Supplied entries:
○ ○ ○ ○ ○
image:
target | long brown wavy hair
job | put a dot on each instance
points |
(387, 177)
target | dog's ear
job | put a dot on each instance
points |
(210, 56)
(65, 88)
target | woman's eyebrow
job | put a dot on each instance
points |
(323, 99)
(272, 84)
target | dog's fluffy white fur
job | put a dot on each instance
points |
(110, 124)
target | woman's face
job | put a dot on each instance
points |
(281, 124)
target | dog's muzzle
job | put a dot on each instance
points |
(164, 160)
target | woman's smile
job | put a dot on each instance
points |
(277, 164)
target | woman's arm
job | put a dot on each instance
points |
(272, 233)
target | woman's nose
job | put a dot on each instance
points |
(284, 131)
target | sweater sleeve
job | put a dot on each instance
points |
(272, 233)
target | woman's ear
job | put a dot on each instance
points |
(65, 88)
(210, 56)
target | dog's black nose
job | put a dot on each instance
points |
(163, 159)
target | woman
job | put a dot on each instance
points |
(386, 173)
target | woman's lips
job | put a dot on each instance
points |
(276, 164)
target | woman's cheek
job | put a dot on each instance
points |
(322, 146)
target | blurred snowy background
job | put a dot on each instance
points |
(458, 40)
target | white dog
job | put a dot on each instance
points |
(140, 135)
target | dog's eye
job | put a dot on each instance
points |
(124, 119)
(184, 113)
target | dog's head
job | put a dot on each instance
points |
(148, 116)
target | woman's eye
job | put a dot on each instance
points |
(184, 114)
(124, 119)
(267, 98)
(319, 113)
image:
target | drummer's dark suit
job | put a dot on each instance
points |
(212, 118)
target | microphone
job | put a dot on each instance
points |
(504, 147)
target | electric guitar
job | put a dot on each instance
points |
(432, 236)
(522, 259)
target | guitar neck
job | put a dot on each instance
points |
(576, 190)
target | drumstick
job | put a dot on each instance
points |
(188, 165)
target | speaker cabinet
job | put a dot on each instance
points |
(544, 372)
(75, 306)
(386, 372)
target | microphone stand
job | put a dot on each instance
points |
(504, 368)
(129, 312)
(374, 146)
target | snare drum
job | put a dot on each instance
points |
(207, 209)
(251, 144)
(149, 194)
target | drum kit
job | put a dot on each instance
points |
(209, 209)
○ ○ ○ ○ ○
Problem statement: Give all of the material above as a JSON list of strings, one string per line, leaving out any blank lines.

Output of the task:
[
  "image:",
  "target | long brown wavy hair",
  "job | put a dot on each instance",
  "points |",
  "(387, 177)",
  "target | dog's ear",
  "job | put a dot on each instance",
  "points |",
  "(210, 56)",
  "(65, 88)",
  "target | woman's eyebrow",
  "job | put a dot on each instance",
  "points |",
  "(323, 99)",
  "(272, 84)",
  "target | dog's fluffy white fur",
  "job | put a dot on each instance",
  "points |",
  "(110, 124)",
  "target | woman's face",
  "job | put a dot on each instance",
  "points |",
  "(281, 124)",
  "target | dog's muzzle",
  "job | put a dot on each instance",
  "points |",
  "(164, 160)",
  "target | woman's smile",
  "job | put a dot on each instance",
  "points |",
  "(277, 164)",
  "target | woman's arm",
  "job | put a dot on each instance",
  "points |",
  "(272, 233)",
  "target | woman's nose",
  "job | put a dot on each instance",
  "points |",
  "(284, 131)",
  "target | sweater sleeve",
  "job | put a dot on each instance",
  "points |",
  "(272, 233)",
  "target | woman's ear",
  "job | put a dot on each instance",
  "points |",
  "(65, 88)",
  "(210, 56)",
  "target | dog's black nose",
  "job | put a dot on each instance",
  "points |",
  "(163, 159)",
  "target | woman",
  "job | put a dot on each instance",
  "points |",
  "(386, 173)",
  "target | woman's lips",
  "job | put a dot on each instance",
  "points |",
  "(276, 164)",
  "target | woman's cheek",
  "job | put a dot on each instance",
  "points |",
  "(322, 146)",
  "target | blurred snowy background",
  "job | put a dot on each instance",
  "points |",
  "(458, 40)",
  "target | white dog",
  "job | put a dot on each instance",
  "points |",
  "(140, 135)",
  "target | dog's eye",
  "job | put a dot on each instance",
  "points |",
  "(124, 119)",
  "(184, 113)",
  "target | dog's head",
  "job | put a dot on each instance",
  "points |",
  "(148, 116)",
  "target | woman's eye",
  "job | put a dot on each instance",
  "points |",
  "(184, 114)",
  "(124, 119)",
  "(267, 98)",
  "(319, 113)",
  "image:",
  "target | drummer's dark suit",
  "job | put a dot on each instance",
  "points |",
  "(212, 118)",
  "target | microphone",
  "job | put a dot on each instance",
  "points |",
  "(504, 147)",
  "target | electric guitar",
  "job | put a dot on each instance",
  "points |",
  "(432, 236)",
  "(522, 259)",
  "target | guitar neck",
  "job | put a dot on each instance",
  "points |",
  "(576, 190)",
  "target | drumstick",
  "job | put a dot on each instance",
  "points |",
  "(188, 165)",
  "target | speaker cabinet",
  "job | put a dot on each instance",
  "points |",
  "(544, 372)",
  "(75, 306)",
  "(386, 372)",
  "target | microphone stand",
  "job | put a dot on each instance",
  "points |",
  "(504, 368)",
  "(129, 312)",
  "(374, 146)",
  "target | snare drum",
  "job | put a dot on each instance",
  "points |",
  "(207, 209)",
  "(251, 144)",
  "(149, 194)",
  "target | drum kit",
  "job | put a dot on each instance",
  "points |",
  "(209, 209)"
]